• _EXCERPTED TEXT_
** START **

As summer approaches, more and more people books days out of their weekends to escape the city and find adventure on whatever forested slopes they can get to. For many people, a hike is a casual affair — a day trip involving a few snacks, maybe a bottle of water, and perhaps a backpack. Some people wear hiking boots. Others wear running shoes, or perhaps even flip flops. A lot of people hike as a social event. It’s a chance to catch up with your friends while also getting exercise and fresh air. There’s hardly anything more wonderful than a good summit on a clear day.
Because so many people treat hiking with such a cavalier attitude, it can become a much more risky outing than it seems.
Hiking with friends is always a good idea. In the case of emergency, safety is found in numbers.
- Wild animals are less likely to bother you.
- It’s easier to stay warm, in a group.
- Mentally, company is good for moral support. And two or three heads are better than one.
You may have only planned to be out hiking for a few hours, but if you get lost, or someone injures themselves, you could end up being on the mountain for much longer than anticipated. This is why it pays to be prepared.

** END **

• _Data extracted from a collection_

** START **

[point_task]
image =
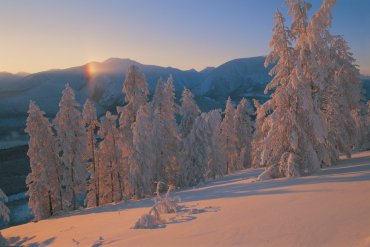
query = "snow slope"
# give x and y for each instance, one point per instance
(330, 208)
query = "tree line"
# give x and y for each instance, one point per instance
(316, 112)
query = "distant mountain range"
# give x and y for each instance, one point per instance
(102, 82)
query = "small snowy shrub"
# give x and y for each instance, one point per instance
(149, 221)
(166, 204)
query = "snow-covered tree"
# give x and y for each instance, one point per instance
(202, 155)
(4, 210)
(72, 144)
(227, 131)
(195, 153)
(111, 171)
(294, 126)
(189, 111)
(44, 181)
(243, 129)
(165, 133)
(216, 160)
(91, 124)
(135, 90)
(142, 162)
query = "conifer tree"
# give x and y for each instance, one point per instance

** END **

• _CHALLENGES_
[A] Revise the rows above so that every "instance" becomes "object", keeping everything else the same, and leave the pictures out of your answer.
[B] Carry on the piece about hiking safety, starting right after its last sentence.

• _EXERCISE RESPONSES_
[A]
[point_task]
image =
query = "snow slope"
# give x and y for each object, one point per object
(330, 208)
query = "tree line"
# give x and y for each object, one point per object
(316, 112)
query = "distant mountain range"
# give x and y for each object, one point per object
(102, 82)
query = "small snowy shrub"
# give x and y for each object, one point per object
(149, 221)
(166, 204)
query = "snow-covered tree"
# give x and y for each object, one point per object
(202, 155)
(4, 210)
(72, 144)
(227, 131)
(195, 153)
(111, 171)
(294, 126)
(189, 111)
(44, 181)
(243, 129)
(165, 133)
(216, 160)
(91, 124)
(135, 90)
(142, 162)
query = "conifer tree"
# give x and y for each object, one point per object

[B]
No matter how short your hike is supposed to be, it’s always a good idea to be prepared to spend the night outside. Here are some suggestions:
- Even if it’s a hot day, bring warm layers.
- Bring more water than you think you’ll need.
- Darkness may fall faster than you think. Bring a flashlight.
- Tell someone where you’re going.
- Bring a cellphone, and make sure it’s fully charged before you leave home.
- Bring extra, light-weight food such as our new Soldier Fuel Energy Bars.
- Wear gripped, supportive, close-toed shoes!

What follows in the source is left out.